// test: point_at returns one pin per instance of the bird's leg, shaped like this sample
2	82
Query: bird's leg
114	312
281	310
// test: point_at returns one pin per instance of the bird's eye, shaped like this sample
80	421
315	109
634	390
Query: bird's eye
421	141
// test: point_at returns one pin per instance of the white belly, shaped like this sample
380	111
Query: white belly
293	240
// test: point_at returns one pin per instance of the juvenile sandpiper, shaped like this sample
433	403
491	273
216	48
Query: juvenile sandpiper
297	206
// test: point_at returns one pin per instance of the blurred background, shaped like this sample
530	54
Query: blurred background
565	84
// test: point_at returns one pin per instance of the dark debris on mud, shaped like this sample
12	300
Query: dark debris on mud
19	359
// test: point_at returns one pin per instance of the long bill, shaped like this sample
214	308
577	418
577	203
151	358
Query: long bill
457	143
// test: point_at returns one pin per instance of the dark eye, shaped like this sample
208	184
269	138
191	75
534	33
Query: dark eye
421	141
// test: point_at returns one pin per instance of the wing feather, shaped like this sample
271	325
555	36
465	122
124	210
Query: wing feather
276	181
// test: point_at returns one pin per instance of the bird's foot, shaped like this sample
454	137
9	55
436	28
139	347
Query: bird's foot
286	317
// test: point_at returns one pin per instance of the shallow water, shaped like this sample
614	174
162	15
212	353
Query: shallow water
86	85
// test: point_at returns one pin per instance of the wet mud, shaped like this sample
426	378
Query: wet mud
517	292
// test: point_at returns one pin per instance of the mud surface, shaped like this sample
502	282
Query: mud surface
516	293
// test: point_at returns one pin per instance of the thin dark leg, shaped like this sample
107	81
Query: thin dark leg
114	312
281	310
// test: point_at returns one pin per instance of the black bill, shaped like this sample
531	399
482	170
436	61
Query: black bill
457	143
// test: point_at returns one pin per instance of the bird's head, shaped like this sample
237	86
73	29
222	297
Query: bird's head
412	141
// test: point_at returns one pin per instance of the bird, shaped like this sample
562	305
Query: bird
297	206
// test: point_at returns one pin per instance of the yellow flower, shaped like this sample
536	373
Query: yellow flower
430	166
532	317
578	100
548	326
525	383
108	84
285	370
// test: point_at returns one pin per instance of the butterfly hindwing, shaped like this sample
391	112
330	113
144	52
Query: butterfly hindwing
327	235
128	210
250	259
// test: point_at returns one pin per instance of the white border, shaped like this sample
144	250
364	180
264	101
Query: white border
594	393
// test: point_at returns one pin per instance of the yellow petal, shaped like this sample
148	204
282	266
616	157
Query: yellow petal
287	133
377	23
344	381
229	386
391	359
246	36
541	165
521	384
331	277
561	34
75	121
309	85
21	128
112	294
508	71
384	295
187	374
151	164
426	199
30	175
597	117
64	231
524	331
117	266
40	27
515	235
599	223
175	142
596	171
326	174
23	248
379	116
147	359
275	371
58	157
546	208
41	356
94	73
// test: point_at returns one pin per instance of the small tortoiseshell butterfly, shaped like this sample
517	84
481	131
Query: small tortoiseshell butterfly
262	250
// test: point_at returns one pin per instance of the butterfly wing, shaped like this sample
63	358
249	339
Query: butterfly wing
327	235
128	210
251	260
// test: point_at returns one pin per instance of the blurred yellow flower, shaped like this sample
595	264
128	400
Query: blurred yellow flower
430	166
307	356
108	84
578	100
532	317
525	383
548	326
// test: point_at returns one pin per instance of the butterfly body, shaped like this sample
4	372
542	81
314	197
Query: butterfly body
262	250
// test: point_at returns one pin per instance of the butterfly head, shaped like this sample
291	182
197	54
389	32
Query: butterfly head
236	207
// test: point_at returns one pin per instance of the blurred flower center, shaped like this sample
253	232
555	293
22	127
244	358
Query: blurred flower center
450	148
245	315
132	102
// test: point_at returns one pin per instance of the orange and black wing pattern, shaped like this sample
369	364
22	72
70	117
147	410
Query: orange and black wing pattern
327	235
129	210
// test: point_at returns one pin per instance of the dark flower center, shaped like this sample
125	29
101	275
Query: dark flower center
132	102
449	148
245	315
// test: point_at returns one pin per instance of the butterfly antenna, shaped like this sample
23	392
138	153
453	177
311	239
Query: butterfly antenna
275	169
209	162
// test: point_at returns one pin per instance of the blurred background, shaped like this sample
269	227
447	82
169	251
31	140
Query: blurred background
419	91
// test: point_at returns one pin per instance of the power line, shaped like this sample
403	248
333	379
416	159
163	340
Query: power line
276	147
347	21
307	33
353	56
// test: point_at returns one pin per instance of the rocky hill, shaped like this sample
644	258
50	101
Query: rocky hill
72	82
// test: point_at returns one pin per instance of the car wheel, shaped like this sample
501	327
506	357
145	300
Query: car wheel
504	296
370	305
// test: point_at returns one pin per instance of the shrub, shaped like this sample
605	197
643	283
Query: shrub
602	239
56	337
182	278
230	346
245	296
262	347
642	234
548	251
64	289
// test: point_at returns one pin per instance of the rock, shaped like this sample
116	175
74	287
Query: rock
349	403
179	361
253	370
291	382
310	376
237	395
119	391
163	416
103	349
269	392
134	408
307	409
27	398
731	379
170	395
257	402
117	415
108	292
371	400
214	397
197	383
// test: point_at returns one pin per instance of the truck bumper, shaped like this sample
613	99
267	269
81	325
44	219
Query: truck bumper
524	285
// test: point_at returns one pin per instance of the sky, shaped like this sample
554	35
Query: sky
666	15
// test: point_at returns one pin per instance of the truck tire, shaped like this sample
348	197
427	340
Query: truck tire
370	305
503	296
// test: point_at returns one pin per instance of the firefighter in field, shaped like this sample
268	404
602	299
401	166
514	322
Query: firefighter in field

┄┄┄┄┄┄

▶ Aim of the exercise
For every record above, print an exact copy.

▶ Response to this exercise
// test: point_at returns one pin per instance of the bird's leg, shaped like this sample
2	82
Query: bird's leg
114	312
281	310
// test: point_at returns one pin per instance of the bird's eye, shaped like this sample
80	421
315	109
634	390
Query: bird's eye
421	141
// test: point_at returns one pin per instance of the white belly, shaped like this sample
380	111
Query: white belly
293	240
// test: point_at returns one pin per instance of the juvenile sandpiper, shaped like this sample
433	403
491	273
216	48
Query: juvenile sandpiper
297	206
// test: point_at returns one pin per instance of the blurred background, shaped like this sample
530	54
Query: blurred background
565	84
// test: point_at returns one pin per instance of the dark debris on mud, shaped like this sample
12	300
Query: dark debris on mud
19	359
// test: point_at returns one pin per instance of the long bill, shaped like this sample
214	308
577	418
577	203
151	358
Query: long bill
457	143
// test: point_at returns one pin per instance of the dark eye, shaped like this sample
208	184
269	138
191	75
534	33
Query: dark eye
421	141
// test: point_at returns one pin per instance of the wing feather, shaped like this sample
271	325
555	36
465	122
124	210
Query: wing feather
276	181
// test: point_at returns one pin per instance of the bird's foot, shaped like this sample
454	137
9	55
436	28
139	347
Query: bird's foot
286	317
// test: point_at returns one pin per instance of the shallow water, shaped like this sample
614	174
162	15
212	353
Query: shallow water
86	85
// test: point_at returns one pin per instance of the wet mud, shaped like this sample
426	378
Query: wet mud
517	292
// test: point_at returns one pin per instance of the mud surface, shaped like this sample
502	282
Query: mud surface
516	293
// test: point_at returns one pin per instance of the thin dark leg, shaped like this sample
107	81
Query: thin dark leg
114	312
281	310
// test: point_at returns one pin per instance of the black bill, shaped like this sample
531	399
482	170
436	61
Query: black bill
457	143
// test: point_at returns one pin per instance of the bird's head, shaped like this sample
237	86
73	29
222	297
Query: bird's head
412	141
// test: point_at returns one pin per instance of the bird, shaped like this sample
562	305
Query: bird
297	206
// test: point_at returns one pin per instance of the yellow flower, shaped like this sample
536	373
Query: yellow flower
430	166
532	317
578	100
548	326
525	383
108	84
285	370
// test: point_at returns one pin per instance of the butterfly hindwing, shaped like this sample
391	112
330	113
144	52
Query: butterfly hindwing
327	235
128	210
250	259
// test: point_at returns one pin per instance of the white border, shaped like this sample
144	250
364	180
264	101
Query: white border
594	393
// test: point_at returns one pin per instance of the yellow petal, shaped like this sample
148	204
282	266
616	157
Query: yellow petal
287	133
377	23
344	381
229	386
391	359
246	36
541	165
521	384
331	277
561	34
75	121
309	85
21	128
112	294
508	71
384	295
187	374
151	164
426	199
30	175
597	117
64	231
524	331
117	266
40	27
515	235
599	223
175	142
596	171
326	174
23	248
379	116
147	359
275	371
58	157
546	208
41	356
94	73
// test: point_at returns one pin per instance of the small tortoiseshell butterfly, shaped like this sample
517	84
481	131
Query: small tortoiseshell butterfly
262	250
// test: point_at returns one pin per instance of the butterfly wing, shaped like this sample
63	358
249	339
Query: butterfly wing
327	235
128	210
251	260
// test: point_at returns one pin per instance of the blurred yellow flower, shaped like this sample
595	264
128	400
Query: blurred yellow flower
430	166
307	356
108	84
578	100
532	317
525	383
548	326
// test: point_at returns one pin per instance of the butterfly body, shaped like this sample
4	372
542	81
314	197
Query: butterfly body
262	250
// test: point_at returns one pin per instance of the butterfly head, shaped like this sample
291	182
197	54
389	32
Query: butterfly head
236	207
// test: point_at returns one pin per instance of the blurred flower center, shaped like this sample
253	232
555	293
22	127
244	358
Query: blurred flower center
450	148
245	315
132	102
// test: point_at returns one pin per instance of the orange and black wing pattern, shaped like this sample
369	364
22	72
70	117
147	410
Query: orange and black wing pattern
327	235
129	210
// test: point_at returns one pin per instance of the dark flower center, shaped like this sample
125	29
101	275
Query: dark flower center
132	102
449	148
245	315
// test: point_at returns one pin per instance of the butterfly antenna, shaped like this sample
23	392
138	153
453	177
311	239
Query: butterfly antenna
275	169
209	162
// test: point_at returns one pin per instance of the blurred background, shaped like this sample
269	227
447	82
169	251
31	140
Query: blurred background
419	91
// test: point_at returns one pin per instance of the power line, shaped like this sample
403	248
333	379
416	159
163	340
Query: power line
276	147
347	21
307	33
353	56
// test: point_at returns one pin per instance of the rocky hill, shaped like this sample
644	258
50	101
Query: rocky hill
72	82
// test: point_at returns one pin per instance of the car wheel, shaped like this sample
501	327
506	357
145	300
Query: car wheel
504	296
370	305
// test: point_at returns one pin per instance of the shrub, shaped like this sample
605	197
643	283
Query: shrub
602	239
56	337
182	278
230	346
245	296
262	347
642	234
548	251
64	289
// test: point_at returns one pin per instance of the rock, shaped like this sample
116	175
74	287
Query: rock
349	403
179	361
253	370
291	382
310	376
237	395
119	391
163	416
103	349
269	392
134	408
307	409
27	398
731	379
170	395
257	402
117	415
108	292
371	400
214	397
197	383
// test: point_at returns one pin per instance of the truck bumper, shaped like this sample
613	99
267	269
81	325
44	219
Query: truck bumper
524	285
// test: point_at returns one pin per instance of the sky, shaped like this sample
554	35
Query: sky
666	15
// test: point_at returns one pin per instance of the truck tire, shaped like this sample
348	197
427	340
Query: truck tire
370	305
503	296
// test: point_at returns one pin per instance of the firefighter in field, shaped like this sample
268	404
602	299
401	166
514	322
Query: firefighter in field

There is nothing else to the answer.